Output the rows below as a numbered list, skipping any blank lines. Omit the pictures from the list.
··· Data for the task
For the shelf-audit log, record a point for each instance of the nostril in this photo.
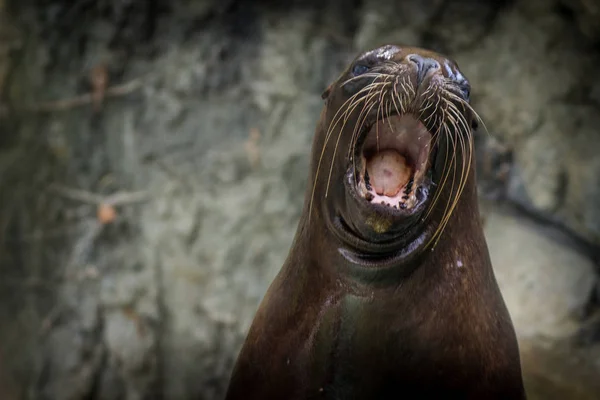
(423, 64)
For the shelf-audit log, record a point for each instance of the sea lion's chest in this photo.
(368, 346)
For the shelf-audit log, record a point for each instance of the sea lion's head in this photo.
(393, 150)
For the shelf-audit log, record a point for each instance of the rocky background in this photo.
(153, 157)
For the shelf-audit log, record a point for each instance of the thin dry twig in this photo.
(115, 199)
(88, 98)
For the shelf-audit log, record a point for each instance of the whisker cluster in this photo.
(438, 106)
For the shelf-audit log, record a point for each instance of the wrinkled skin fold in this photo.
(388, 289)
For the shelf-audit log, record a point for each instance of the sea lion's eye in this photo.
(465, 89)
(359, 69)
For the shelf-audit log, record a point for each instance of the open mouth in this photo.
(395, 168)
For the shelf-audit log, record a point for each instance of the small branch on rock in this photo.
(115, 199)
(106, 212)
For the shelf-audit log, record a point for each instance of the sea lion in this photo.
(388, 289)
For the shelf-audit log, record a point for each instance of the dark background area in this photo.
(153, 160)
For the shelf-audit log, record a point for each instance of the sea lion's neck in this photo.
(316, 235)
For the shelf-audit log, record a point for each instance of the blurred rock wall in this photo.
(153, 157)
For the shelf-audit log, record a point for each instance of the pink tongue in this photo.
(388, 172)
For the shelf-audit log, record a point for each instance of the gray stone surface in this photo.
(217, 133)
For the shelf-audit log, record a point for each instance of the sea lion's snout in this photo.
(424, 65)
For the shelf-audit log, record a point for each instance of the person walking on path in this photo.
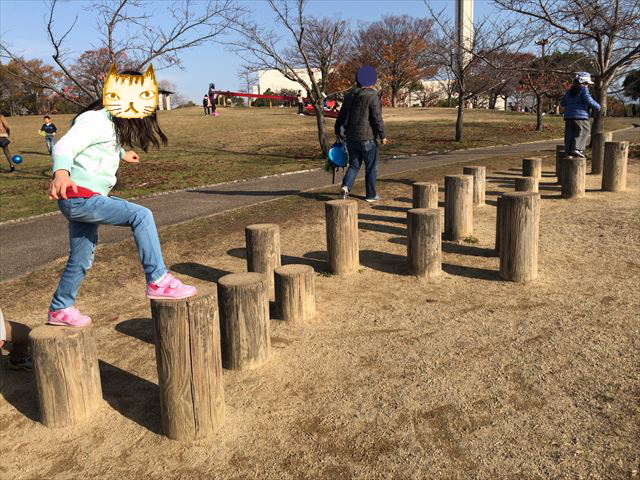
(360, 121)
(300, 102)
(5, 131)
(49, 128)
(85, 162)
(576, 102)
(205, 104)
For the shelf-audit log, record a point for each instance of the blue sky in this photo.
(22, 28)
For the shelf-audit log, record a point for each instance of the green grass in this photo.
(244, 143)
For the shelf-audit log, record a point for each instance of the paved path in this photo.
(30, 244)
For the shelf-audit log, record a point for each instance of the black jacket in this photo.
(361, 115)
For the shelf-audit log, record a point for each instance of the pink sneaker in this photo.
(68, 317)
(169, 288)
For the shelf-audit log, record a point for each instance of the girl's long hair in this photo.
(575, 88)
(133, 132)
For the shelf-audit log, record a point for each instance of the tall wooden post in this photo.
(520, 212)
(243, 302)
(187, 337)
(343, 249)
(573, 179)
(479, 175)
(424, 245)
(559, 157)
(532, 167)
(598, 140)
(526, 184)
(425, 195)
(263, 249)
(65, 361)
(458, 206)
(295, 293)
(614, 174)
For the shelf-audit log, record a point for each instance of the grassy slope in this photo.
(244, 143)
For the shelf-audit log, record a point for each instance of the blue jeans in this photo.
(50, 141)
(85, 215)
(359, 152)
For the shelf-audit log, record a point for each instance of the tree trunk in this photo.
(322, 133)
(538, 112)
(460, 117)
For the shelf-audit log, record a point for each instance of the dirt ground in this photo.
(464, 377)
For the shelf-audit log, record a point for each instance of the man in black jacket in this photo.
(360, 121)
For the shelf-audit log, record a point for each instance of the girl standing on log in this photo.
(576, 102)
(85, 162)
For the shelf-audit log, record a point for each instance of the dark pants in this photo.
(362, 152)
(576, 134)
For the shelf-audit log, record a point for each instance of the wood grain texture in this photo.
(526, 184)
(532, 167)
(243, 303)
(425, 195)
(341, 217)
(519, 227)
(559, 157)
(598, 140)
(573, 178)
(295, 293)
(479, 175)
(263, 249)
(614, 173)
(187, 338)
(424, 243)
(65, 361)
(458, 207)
······
Finished exercise ::
1. For the shelf-audit log, record a point for each instance of the nostril in this photo.
2. (423, 64)
3. For the shelf-audit log, record a point for each instance of the sea lion's chest in this photo.
4. (368, 346)
5. For the shelf-audit log, record a point for each instance of the sea lion's head in this photo.
6. (393, 150)
7. For the shelf-audit log, record a point for each instance of the rocky background in this photo.
8. (153, 157)
9. For the shelf-audit log, record a point for each instance of the thin dry twig in this photo.
10. (115, 199)
11. (88, 98)
12. For the shelf-audit log, record a point for each instance of the whisker cluster in this photo.
13. (438, 106)
14. For the shelf-audit log, record a point for each instance of the wrinkled skin fold in this photo.
15. (388, 289)
16. For the shelf-audit log, record a point for each instance of the sea lion's eye in this photo.
17. (465, 89)
18. (359, 69)
19. For the shelf-audit log, record a point for each instance of the open mouth in this photo.
20. (395, 168)
21. For the shelf-audit log, record a point for each instance of the small branch on rock in this photo.
22. (115, 199)
23. (106, 212)
24. For the shelf-audit log, record a point for each instance of the sea lion in this photo.
25. (388, 289)
26. For the shelf-audit log, record a point for each instance of the dark background area in this photo.
27. (153, 160)
28. For the shelf-audit log, record a point for each instance of the sea lion's neck in this photo.
29. (316, 235)
30. For the shelf-audit log, record a point for each instance of the blurred rock wall in this photo.
31. (153, 157)
32. For the shelf-audit log, record a point for each instance of the pink tongue in this photo.
33. (388, 172)
34. For the shelf-audit log, record a point for each instance of the gray stone surface in this photo.
35. (217, 133)
36. For the shelf-audit log, record a point for each instance of the sea lion's snout in this photo.
37. (424, 65)
38. For the shelf-audit log, record a point for each instance of the person walking on path in this photo.
39. (360, 121)
40. (300, 102)
41. (5, 131)
42. (49, 128)
43. (85, 162)
44. (576, 102)
45. (205, 104)
46. For the shelf-audit log, record a point for each instance of the blue sky in this photo.
47. (22, 28)
48. For the shelf-audit log, record a point for each instance of the green grass in this photo.
49. (244, 143)
50. For the shelf-audit log, record a point for each instance of the paved path in this photo.
51. (30, 244)
52. For the shelf-audit log, record a point for each instance of the black jacket in this photo.
53. (361, 115)
54. For the shelf-audit log, record a point for each instance of the pink sneaker in this photo.
55. (68, 317)
56. (169, 288)
57. For the shelf-audit log, record a point for each instance of the girl's long hair in this photo.
58. (575, 88)
59. (133, 132)
60. For the shelf-audit log, record a point for each instance of the tall wooden post in this photo.
61. (520, 212)
62. (243, 302)
63. (187, 337)
64. (343, 249)
65. (573, 179)
66. (479, 175)
67. (424, 245)
68. (559, 157)
69. (532, 167)
70. (598, 140)
71. (526, 184)
72. (425, 195)
73. (263, 249)
74. (65, 361)
75. (458, 206)
76. (295, 293)
77. (614, 174)
78. For the shelf-audit log, record a point for each instance of the grassy slope in this photo.
79. (244, 143)
80. For the shelf-audit log, record a point for each instance of the blue jeans in this photo.
81. (50, 141)
82. (85, 215)
83. (359, 152)
84. For the shelf-audit log, record a point for each instance of the tree trunk in this photo.
85. (322, 133)
86. (538, 112)
87. (460, 117)
88. For the shelf-audit log, record a point for each instance of the dirt ground in this photo.
89. (464, 377)
90. For the shelf-audit log, record a point for each instance of the man in black jacket in this photo.
91. (360, 121)
92. For the shelf-audit log, record a point for each instance of the girl standing on log in this photo.
93. (576, 102)
94. (85, 162)
95. For the shelf-audit log, record a point for each instance of the dark pants in this photo.
96. (362, 152)
97. (576, 134)
98. For the shelf-audit log, record a point for each instance of the wood grain texture in this photo.
99. (526, 184)
100. (532, 167)
101. (243, 303)
102. (425, 195)
103. (341, 217)
104. (519, 227)
105. (559, 157)
106. (598, 140)
107. (573, 178)
108. (295, 293)
109. (479, 175)
110. (263, 249)
111. (614, 173)
112. (187, 338)
113. (424, 243)
114. (65, 361)
115. (458, 207)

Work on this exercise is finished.